**Task details**
Two lines mark the range in the entries below: the one holding "I'd really appreciate it if you could find every tent canopy" and the one holding "I'd really appreciate it if you could find every green leaf". Set down those two and all lines between them, exactly.

**Extracted data**
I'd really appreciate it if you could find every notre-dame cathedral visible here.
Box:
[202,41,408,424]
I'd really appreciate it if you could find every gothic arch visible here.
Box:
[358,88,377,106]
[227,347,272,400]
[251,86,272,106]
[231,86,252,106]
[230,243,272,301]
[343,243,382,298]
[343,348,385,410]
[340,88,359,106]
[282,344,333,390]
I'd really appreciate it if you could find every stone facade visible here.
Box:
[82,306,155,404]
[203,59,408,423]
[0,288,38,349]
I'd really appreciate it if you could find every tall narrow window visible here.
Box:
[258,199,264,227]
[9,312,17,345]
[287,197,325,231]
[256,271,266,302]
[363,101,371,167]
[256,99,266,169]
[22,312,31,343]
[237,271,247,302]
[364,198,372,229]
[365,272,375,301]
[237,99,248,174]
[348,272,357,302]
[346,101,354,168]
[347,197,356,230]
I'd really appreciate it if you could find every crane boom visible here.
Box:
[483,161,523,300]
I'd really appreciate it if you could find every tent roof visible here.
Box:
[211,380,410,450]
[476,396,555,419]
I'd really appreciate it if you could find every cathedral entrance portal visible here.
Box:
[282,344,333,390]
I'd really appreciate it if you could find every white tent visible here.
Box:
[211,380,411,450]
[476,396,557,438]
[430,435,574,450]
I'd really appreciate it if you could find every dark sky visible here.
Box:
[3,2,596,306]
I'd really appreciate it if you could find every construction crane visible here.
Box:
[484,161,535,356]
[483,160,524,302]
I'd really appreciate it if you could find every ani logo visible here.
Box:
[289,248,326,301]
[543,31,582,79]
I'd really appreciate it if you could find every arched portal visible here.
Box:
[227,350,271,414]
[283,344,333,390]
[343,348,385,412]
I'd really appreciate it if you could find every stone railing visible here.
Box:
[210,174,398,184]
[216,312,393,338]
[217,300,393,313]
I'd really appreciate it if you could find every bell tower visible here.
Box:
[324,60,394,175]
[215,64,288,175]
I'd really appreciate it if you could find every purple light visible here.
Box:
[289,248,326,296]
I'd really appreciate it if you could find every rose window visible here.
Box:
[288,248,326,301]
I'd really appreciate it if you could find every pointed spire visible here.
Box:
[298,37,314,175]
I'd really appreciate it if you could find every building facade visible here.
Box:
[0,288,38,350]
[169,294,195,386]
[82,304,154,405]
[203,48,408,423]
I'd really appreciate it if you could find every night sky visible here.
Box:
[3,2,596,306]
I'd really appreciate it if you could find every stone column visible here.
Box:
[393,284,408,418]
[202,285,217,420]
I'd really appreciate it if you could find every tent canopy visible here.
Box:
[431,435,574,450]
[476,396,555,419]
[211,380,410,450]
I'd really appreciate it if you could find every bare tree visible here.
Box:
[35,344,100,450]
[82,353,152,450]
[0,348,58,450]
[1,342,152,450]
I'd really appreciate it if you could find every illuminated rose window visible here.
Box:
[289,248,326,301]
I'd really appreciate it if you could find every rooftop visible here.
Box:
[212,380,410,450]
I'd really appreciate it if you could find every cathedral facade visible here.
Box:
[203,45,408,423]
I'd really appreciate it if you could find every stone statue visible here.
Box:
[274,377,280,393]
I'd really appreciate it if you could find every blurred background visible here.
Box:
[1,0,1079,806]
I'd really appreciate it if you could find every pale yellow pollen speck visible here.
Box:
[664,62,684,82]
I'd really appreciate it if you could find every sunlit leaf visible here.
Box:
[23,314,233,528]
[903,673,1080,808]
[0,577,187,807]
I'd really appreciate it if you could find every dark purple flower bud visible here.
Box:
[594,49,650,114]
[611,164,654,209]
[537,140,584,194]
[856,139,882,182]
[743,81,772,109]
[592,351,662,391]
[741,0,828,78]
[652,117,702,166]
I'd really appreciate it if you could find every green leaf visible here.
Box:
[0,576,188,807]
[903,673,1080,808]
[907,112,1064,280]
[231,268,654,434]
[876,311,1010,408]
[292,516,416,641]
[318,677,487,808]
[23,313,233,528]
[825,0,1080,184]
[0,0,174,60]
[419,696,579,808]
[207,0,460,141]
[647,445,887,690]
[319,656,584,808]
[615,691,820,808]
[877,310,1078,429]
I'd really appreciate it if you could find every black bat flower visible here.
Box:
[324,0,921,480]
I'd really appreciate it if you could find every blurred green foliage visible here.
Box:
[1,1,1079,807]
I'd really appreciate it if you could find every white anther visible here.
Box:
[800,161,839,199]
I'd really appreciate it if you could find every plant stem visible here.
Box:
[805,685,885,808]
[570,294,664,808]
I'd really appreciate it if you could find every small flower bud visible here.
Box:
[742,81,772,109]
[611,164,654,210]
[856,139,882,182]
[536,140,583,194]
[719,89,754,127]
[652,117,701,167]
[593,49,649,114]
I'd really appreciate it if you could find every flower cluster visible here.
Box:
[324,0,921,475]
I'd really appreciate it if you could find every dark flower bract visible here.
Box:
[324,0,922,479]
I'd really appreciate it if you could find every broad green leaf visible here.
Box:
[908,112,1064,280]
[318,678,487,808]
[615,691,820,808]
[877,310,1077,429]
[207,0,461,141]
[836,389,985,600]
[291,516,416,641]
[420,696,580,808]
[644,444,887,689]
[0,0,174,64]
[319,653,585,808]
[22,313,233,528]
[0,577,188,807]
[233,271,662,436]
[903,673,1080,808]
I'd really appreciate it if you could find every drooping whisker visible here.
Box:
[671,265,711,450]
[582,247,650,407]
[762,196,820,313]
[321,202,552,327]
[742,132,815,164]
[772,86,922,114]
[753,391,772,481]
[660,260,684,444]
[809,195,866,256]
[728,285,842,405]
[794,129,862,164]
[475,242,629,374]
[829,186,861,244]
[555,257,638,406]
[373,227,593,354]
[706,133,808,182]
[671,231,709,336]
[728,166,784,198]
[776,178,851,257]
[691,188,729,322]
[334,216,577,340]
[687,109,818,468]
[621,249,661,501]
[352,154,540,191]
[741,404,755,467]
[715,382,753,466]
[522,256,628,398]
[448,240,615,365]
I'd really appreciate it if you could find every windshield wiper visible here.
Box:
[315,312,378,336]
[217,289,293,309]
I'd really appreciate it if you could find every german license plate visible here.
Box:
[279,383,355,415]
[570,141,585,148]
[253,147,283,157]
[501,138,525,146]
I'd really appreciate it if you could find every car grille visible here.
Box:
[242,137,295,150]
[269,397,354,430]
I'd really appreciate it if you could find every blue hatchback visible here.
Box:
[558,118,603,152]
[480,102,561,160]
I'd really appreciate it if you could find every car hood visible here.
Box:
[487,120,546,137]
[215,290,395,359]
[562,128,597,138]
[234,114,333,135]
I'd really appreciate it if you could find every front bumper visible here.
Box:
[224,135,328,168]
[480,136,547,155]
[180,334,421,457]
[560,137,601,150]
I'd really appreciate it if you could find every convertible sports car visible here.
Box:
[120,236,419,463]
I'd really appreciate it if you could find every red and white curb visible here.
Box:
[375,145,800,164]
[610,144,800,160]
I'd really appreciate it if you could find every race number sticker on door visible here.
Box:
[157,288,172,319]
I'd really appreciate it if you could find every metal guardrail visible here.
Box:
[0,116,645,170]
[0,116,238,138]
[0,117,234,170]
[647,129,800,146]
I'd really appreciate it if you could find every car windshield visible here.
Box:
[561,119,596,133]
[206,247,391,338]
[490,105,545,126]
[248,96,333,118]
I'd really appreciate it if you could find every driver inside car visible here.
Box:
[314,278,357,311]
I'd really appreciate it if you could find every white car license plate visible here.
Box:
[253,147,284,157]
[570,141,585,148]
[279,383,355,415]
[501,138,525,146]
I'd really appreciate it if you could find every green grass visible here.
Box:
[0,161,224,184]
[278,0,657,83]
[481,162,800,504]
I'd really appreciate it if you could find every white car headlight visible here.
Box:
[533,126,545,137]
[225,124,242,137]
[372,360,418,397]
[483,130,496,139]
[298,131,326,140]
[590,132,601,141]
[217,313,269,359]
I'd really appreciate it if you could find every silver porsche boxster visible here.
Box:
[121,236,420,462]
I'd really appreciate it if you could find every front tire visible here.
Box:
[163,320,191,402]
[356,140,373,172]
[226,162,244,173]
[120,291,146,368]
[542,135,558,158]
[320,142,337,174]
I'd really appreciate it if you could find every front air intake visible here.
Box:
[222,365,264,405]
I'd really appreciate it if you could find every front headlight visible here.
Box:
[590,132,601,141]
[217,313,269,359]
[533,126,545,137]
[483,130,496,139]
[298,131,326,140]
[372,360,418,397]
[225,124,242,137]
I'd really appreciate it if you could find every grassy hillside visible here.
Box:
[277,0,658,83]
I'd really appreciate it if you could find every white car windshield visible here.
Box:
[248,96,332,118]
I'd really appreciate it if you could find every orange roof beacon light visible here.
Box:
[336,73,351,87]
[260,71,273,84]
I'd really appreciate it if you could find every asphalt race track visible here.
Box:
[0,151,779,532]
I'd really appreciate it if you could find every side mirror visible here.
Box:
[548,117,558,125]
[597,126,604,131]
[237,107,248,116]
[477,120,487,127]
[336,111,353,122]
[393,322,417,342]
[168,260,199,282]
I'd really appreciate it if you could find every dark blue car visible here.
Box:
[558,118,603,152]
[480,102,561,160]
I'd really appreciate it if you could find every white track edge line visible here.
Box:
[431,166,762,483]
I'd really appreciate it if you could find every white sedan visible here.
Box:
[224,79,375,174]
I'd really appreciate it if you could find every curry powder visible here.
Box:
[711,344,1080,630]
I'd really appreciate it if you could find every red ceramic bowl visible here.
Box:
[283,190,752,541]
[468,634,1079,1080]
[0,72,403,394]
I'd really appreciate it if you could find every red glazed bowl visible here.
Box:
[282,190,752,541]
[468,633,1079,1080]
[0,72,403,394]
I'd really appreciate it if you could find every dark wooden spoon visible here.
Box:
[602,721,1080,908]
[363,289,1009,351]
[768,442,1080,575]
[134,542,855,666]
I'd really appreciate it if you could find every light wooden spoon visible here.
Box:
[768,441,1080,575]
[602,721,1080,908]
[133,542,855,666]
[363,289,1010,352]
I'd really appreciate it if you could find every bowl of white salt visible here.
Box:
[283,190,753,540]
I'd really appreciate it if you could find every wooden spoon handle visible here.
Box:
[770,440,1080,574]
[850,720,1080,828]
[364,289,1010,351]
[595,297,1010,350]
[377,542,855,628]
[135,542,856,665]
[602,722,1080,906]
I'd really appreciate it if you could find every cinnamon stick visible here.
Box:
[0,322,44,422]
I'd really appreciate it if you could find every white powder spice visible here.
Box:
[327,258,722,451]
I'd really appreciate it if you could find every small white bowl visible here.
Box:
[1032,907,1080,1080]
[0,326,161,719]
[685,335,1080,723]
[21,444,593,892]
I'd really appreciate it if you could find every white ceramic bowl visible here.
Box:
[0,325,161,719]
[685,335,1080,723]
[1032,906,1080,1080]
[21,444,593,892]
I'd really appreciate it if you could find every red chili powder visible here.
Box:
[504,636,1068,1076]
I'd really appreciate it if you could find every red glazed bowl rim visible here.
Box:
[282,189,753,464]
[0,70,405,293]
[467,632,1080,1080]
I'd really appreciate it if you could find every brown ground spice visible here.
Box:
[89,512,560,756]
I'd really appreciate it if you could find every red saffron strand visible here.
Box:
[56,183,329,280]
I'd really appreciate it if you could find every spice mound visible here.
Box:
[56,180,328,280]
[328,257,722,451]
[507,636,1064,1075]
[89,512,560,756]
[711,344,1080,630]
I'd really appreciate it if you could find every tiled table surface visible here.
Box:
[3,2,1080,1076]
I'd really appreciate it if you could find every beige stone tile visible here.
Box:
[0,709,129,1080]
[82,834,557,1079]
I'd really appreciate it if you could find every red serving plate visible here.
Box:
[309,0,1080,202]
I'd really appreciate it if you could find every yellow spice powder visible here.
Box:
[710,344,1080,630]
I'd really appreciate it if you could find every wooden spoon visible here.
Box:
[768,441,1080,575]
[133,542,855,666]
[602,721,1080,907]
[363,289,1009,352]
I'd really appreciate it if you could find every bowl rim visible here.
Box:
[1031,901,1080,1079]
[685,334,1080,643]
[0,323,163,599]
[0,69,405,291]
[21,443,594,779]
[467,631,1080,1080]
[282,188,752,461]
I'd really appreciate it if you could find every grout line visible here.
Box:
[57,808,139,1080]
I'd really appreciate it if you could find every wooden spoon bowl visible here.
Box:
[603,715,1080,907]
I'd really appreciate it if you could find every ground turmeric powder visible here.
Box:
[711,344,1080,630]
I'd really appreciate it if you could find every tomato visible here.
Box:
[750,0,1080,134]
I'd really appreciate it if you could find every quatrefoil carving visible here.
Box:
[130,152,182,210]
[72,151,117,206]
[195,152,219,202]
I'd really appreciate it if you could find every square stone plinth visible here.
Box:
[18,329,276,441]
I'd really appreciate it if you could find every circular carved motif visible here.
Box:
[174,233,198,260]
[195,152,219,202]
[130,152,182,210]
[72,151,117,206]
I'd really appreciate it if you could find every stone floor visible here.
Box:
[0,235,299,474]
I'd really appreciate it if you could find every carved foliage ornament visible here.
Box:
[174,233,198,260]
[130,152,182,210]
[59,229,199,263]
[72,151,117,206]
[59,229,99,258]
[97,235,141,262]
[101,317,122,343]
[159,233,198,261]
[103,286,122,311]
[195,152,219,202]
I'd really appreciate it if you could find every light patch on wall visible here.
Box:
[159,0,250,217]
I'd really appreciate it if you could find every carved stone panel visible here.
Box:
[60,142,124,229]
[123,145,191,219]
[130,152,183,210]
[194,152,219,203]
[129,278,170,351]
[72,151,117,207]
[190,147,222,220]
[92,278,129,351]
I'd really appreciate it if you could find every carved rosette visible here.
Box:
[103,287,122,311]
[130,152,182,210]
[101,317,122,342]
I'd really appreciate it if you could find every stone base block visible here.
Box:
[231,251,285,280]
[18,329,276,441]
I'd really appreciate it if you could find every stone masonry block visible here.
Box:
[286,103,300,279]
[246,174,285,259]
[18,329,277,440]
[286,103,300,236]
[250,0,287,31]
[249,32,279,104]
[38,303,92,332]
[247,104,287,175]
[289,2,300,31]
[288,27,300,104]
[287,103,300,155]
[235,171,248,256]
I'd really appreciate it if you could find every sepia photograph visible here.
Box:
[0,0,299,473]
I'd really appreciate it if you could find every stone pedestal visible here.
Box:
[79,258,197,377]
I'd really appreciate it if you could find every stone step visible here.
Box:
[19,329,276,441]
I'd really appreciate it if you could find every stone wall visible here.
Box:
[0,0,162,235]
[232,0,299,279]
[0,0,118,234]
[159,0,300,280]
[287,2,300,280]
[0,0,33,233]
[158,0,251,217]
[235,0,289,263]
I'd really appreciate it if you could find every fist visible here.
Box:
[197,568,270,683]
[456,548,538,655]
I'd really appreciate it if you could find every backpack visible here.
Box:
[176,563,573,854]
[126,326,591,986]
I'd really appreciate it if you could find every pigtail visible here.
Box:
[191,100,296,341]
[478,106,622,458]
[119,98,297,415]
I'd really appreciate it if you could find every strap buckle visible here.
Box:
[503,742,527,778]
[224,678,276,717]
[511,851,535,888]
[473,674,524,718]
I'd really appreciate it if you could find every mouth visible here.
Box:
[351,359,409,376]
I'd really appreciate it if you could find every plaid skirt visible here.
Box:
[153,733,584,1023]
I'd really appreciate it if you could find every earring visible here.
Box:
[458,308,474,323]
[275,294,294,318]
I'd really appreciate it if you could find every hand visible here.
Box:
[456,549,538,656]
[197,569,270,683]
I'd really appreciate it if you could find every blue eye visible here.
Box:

**Expected answer**
I'd really appreciate it if you could find every tent canopy visible here.
Box:
[431,435,574,450]
[476,396,555,419]
[211,380,410,450]
I'd really appreciate it if you could find every bare tree visible here.
Box:
[35,344,100,450]
[82,353,152,450]
[0,348,58,450]
[1,342,152,450]
I'd really appreciate it if you could find every illuminated rose window visible here.
Box:
[289,248,326,301]
I'd really appreciate it if you could find every rooftop visible here.
Box:
[212,380,410,450]
I'd really appreciate it if you could find every cathedral facade visible here.
Box:
[203,45,408,423]
I'd really appreciate it if you could find every stone statue visible here.
Box:
[274,377,280,393]
I'd really appreciate it if you could find every blurred background visible here.
Box:
[1,0,1079,806]
I'd really appreciate it if you could find every pale yellow pollen speck visible here.
Box:
[664,62,684,82]
I'd really appreciate it if you could find every sunlit leaf visible here.
Box:
[23,314,233,528]
[903,673,1080,808]
[0,577,187,807]
I'd really appreciate it if you could find every dark purple flower bud visible here.
Box:
[594,49,650,114]
[611,164,654,209]
[537,140,584,194]
[856,139,882,182]
[743,81,772,109]
[592,351,662,391]
[741,0,828,78]
[652,117,702,166]
I'd really appreciate it if you could find every green leaf visible here.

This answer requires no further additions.